_INPUT_
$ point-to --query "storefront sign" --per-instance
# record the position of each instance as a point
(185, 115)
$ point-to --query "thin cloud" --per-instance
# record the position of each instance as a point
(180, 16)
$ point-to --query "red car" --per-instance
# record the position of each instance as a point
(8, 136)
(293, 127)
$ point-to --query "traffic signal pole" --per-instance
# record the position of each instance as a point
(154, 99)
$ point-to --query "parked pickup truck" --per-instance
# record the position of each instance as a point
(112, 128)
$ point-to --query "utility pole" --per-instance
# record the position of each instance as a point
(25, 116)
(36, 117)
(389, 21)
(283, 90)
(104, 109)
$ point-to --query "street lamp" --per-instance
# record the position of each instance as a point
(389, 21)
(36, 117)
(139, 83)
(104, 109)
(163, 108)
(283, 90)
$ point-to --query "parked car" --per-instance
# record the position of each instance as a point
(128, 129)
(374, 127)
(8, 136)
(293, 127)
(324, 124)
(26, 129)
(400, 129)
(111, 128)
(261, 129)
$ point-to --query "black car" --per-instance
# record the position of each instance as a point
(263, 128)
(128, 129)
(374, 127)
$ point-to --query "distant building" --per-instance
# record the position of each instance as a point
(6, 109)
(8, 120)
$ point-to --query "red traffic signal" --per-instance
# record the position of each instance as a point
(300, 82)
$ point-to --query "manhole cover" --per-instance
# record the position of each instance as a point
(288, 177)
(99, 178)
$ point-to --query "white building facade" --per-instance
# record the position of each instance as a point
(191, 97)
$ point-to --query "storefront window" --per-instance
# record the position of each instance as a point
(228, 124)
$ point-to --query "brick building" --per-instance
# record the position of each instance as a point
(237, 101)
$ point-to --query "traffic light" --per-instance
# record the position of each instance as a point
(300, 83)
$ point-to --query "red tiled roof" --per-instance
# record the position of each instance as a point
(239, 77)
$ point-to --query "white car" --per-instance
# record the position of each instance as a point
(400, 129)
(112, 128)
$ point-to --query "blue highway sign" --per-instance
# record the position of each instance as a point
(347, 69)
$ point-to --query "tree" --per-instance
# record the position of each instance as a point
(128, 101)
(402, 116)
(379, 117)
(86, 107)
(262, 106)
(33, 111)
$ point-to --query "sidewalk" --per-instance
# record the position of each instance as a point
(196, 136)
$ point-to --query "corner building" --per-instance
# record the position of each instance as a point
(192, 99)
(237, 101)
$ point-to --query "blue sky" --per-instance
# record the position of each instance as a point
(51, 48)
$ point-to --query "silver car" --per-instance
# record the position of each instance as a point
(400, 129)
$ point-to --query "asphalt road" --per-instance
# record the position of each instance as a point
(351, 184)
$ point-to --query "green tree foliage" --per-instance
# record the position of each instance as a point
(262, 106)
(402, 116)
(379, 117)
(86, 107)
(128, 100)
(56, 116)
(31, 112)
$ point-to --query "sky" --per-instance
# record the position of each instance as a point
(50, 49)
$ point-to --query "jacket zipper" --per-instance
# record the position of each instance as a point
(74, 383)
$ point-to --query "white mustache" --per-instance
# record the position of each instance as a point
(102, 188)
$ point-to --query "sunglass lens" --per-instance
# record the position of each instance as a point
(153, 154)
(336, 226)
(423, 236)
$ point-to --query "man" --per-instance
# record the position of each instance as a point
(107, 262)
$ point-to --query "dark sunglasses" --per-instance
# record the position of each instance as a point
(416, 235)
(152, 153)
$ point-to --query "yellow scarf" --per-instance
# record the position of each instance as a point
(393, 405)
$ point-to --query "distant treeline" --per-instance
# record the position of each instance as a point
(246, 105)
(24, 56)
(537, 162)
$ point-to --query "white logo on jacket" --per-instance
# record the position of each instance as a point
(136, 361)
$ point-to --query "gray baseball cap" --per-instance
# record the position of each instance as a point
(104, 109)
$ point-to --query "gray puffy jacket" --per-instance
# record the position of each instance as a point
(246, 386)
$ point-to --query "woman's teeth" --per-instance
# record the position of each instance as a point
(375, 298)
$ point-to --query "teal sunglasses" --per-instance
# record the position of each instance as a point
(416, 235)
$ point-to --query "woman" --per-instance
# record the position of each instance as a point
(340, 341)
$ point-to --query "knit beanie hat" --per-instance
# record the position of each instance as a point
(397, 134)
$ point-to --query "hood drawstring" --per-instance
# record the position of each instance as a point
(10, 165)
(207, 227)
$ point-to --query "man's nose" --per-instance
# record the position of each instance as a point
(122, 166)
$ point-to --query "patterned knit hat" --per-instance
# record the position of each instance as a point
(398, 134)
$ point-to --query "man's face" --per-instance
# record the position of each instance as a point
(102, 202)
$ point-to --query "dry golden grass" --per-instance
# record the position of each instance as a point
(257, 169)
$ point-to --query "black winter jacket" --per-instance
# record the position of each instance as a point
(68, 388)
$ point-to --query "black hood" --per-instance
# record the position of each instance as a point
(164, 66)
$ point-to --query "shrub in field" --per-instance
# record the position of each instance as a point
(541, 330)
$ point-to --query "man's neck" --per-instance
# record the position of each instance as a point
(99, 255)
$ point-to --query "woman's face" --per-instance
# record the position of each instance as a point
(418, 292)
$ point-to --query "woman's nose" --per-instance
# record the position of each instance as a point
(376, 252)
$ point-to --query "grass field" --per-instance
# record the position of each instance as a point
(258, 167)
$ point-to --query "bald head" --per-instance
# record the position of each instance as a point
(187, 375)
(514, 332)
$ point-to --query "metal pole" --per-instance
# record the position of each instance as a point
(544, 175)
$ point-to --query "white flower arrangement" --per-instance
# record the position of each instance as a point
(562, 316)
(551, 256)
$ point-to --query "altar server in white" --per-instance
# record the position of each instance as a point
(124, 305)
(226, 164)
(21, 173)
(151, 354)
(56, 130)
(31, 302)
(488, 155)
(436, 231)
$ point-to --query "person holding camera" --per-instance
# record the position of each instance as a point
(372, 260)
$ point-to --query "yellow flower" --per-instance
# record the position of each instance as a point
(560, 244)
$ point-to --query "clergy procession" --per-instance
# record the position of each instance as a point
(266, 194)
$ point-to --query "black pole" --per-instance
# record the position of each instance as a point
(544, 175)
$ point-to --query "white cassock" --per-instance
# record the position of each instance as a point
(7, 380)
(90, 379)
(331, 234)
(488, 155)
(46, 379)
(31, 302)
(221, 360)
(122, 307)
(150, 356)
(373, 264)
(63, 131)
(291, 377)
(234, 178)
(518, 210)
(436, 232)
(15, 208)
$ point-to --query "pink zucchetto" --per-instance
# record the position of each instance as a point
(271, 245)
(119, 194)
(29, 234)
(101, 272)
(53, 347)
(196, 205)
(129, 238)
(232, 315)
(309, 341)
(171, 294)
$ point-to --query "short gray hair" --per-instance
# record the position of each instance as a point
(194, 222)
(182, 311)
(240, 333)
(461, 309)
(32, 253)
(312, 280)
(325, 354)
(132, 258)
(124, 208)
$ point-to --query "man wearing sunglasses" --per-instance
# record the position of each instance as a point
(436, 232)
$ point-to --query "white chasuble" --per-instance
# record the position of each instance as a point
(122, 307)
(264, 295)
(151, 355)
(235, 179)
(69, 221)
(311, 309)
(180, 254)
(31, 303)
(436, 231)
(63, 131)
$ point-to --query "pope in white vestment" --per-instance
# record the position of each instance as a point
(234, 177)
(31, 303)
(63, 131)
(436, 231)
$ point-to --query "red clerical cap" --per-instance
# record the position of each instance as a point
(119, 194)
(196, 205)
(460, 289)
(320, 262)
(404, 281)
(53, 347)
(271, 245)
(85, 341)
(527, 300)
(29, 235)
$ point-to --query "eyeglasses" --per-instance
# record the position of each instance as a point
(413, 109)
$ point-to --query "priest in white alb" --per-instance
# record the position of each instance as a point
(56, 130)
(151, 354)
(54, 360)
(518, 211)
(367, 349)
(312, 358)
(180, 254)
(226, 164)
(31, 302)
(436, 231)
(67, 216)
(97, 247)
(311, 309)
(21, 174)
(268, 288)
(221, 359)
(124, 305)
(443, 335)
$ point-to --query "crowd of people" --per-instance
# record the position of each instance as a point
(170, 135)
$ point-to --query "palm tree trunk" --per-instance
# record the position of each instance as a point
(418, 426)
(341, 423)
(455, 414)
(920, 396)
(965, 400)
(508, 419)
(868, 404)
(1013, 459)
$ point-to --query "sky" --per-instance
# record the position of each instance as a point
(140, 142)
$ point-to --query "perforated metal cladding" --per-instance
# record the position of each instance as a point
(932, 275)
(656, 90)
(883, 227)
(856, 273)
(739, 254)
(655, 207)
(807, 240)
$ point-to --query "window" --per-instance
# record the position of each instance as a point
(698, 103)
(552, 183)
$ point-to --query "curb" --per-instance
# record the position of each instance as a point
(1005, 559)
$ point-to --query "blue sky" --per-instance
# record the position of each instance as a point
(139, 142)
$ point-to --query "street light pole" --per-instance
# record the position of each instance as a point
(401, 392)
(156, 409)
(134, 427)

_REQUEST_
Gather every line above that contains the string "light", and copy each one in full.

_FULL SOLUTION_
$ point-to --query "traffic light" --per-instance
$ point-to --query "street light pole" --per-instance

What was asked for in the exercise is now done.